_WHAT THIS TASK INVOLVES_
Give the lines of the listing between the line holding "the tile backsplash" and the line holding "<point>227,282</point>", inclusive, as a JSON list of strings with one string per line and blank lines left out.

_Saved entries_
-- start --

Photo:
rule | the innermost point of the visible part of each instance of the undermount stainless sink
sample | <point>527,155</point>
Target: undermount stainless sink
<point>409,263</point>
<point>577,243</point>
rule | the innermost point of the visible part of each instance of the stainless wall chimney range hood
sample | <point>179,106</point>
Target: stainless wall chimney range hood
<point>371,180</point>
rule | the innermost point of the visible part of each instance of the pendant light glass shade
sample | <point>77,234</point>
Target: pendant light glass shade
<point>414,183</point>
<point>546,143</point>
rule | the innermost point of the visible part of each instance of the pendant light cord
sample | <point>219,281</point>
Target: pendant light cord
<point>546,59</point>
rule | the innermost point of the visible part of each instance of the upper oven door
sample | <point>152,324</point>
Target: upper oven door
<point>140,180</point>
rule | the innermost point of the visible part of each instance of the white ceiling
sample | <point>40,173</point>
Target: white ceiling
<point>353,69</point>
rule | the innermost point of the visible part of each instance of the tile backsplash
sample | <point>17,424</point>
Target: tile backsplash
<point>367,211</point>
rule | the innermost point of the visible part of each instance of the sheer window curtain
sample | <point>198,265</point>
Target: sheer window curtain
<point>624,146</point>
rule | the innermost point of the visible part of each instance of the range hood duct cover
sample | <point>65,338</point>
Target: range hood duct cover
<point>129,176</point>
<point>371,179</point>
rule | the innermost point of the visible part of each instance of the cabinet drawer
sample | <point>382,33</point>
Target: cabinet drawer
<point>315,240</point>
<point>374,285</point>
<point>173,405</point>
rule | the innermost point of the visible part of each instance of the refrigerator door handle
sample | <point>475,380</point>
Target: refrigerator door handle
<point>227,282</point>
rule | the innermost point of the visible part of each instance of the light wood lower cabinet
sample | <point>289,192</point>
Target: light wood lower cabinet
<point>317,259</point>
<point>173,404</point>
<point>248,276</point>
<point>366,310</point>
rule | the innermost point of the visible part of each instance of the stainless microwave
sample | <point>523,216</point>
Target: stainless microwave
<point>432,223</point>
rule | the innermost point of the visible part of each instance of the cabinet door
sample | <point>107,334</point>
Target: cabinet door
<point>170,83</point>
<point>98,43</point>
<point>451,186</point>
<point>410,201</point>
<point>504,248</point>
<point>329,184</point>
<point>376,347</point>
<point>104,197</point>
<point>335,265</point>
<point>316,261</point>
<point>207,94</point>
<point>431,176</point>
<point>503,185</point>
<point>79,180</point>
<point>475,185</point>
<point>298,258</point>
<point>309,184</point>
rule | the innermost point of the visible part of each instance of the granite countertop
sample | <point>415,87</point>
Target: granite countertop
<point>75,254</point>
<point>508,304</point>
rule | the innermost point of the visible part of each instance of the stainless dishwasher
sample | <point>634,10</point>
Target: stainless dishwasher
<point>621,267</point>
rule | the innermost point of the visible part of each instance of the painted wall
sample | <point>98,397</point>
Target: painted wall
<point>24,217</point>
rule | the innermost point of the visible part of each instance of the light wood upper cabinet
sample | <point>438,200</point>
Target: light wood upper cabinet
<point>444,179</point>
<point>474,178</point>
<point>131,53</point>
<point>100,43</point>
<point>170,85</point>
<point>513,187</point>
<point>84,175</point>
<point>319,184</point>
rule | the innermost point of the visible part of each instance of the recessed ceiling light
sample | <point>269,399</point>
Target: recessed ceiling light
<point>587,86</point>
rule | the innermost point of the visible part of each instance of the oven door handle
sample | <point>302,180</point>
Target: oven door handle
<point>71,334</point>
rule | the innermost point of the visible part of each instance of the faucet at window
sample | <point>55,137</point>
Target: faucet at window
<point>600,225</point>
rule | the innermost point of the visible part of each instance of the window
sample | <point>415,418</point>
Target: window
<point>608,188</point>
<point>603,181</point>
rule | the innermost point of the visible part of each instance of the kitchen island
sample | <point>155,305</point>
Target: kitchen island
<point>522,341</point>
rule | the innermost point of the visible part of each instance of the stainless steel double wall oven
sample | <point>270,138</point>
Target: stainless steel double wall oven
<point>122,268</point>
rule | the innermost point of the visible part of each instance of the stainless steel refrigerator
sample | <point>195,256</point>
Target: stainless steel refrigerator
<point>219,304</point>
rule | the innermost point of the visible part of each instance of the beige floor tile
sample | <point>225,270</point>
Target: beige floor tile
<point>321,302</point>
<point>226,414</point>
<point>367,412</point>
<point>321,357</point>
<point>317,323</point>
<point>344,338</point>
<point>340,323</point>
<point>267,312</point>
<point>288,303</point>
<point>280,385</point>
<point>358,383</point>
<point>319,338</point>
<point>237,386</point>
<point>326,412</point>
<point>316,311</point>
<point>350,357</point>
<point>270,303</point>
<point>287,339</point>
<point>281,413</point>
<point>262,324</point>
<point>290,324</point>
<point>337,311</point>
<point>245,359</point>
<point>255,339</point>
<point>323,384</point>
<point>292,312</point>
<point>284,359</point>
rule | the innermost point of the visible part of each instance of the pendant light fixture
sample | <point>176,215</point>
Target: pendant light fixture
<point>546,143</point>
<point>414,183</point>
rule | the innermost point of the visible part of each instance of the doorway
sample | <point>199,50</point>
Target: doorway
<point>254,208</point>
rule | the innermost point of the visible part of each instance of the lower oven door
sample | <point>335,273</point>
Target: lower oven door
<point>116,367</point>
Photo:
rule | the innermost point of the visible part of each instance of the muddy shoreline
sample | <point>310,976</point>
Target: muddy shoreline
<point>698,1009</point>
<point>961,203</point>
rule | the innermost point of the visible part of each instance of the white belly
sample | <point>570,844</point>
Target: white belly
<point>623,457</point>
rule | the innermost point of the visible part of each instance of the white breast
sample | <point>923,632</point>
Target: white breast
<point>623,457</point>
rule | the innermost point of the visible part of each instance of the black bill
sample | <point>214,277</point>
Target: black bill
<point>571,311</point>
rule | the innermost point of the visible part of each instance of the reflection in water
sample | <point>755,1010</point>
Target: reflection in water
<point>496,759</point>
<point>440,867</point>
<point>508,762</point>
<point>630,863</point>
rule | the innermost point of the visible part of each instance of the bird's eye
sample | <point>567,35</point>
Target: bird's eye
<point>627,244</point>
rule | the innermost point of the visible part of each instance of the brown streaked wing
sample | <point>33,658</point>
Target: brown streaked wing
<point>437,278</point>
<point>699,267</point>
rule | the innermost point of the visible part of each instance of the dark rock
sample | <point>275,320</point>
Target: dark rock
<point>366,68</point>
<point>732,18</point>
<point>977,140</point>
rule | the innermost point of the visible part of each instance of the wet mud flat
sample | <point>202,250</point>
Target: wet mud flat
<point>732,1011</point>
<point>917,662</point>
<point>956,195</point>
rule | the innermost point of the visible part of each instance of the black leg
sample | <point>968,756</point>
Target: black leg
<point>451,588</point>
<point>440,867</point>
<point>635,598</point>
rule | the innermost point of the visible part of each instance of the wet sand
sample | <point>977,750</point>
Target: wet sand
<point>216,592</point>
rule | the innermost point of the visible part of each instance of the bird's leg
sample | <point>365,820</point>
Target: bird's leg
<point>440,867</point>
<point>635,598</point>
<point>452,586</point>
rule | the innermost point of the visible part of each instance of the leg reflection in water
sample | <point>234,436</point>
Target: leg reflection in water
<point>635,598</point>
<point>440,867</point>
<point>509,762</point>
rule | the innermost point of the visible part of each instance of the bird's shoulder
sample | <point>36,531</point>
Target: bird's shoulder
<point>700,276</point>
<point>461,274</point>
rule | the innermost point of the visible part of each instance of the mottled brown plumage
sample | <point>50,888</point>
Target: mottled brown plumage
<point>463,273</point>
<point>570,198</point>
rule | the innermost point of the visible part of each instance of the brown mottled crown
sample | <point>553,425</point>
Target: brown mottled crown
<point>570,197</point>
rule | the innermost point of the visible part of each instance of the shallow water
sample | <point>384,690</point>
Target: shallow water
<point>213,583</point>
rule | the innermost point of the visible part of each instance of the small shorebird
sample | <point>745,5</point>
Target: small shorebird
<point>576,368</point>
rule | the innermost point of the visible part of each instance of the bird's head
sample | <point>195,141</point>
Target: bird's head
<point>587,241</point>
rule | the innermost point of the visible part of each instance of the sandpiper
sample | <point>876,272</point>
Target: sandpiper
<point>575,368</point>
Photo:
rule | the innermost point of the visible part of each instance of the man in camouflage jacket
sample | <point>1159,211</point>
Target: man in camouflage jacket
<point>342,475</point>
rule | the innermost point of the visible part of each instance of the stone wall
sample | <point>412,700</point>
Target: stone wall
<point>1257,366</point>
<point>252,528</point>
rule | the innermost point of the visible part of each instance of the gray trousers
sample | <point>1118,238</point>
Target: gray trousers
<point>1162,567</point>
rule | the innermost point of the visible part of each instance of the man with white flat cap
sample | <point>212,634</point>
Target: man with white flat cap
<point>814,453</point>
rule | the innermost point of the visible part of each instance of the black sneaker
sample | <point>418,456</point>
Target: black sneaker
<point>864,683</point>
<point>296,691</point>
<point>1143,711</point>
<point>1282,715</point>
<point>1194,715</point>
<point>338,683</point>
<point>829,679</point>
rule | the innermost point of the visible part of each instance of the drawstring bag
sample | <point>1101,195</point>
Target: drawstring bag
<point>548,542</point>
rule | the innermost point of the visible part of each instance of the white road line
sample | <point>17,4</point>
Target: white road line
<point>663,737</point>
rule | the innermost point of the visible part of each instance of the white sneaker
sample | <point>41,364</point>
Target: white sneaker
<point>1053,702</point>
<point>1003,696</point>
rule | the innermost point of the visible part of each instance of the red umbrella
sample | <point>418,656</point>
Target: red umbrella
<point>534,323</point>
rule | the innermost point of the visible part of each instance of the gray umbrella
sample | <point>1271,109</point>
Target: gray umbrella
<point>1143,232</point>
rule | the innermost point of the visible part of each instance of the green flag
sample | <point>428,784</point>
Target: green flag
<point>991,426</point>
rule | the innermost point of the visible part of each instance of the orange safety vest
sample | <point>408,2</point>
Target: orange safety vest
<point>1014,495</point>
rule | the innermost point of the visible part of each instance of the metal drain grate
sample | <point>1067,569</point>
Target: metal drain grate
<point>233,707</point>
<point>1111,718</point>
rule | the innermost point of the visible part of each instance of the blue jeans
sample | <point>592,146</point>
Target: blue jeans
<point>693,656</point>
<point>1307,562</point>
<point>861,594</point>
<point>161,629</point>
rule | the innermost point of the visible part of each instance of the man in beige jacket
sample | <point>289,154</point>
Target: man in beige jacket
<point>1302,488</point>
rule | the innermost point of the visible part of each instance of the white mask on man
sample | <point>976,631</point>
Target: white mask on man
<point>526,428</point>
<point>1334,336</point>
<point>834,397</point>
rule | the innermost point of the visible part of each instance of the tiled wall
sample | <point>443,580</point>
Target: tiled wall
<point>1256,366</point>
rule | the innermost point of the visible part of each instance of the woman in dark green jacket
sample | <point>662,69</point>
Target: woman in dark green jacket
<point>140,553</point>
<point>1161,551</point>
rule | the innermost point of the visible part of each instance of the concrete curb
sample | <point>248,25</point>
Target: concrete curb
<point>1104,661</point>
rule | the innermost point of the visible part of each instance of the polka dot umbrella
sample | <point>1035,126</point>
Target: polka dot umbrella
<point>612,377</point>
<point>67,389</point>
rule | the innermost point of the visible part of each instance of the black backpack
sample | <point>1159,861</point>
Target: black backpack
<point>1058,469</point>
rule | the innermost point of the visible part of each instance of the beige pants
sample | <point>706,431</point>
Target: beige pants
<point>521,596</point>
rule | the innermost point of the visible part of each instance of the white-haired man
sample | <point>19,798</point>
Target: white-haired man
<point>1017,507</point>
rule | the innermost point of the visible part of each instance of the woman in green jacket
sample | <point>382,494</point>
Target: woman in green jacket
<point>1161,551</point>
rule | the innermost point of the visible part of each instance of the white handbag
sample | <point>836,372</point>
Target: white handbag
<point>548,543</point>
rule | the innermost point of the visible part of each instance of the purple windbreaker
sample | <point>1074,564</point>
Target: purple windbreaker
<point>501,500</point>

-- end --

_RESPONSE_
[
  "rule | the innermost point of the visible part of each instance of the tile backsplash",
  "sample | <point>17,424</point>",
  "Target: tile backsplash",
  "<point>367,211</point>",
  "rule | the innermost point of the visible part of each instance of the sheer window curtain",
  "sample | <point>198,265</point>",
  "Target: sheer window curtain",
  "<point>624,146</point>",
  "rule | the innermost point of the visible part of each instance of the range hood duct cover",
  "sample | <point>65,338</point>",
  "Target: range hood duct cover",
  "<point>129,176</point>",
  "<point>371,179</point>",
  "rule | the innermost point of the visible part of each instance of the cabinet drawer",
  "sample | <point>382,33</point>",
  "Target: cabinet drawer",
  "<point>315,240</point>",
  "<point>374,285</point>",
  "<point>173,405</point>",
  "rule | the innermost point of the visible part of each instance of the refrigerator door handle",
  "sample | <point>475,380</point>",
  "Target: refrigerator door handle",
  "<point>227,282</point>"
]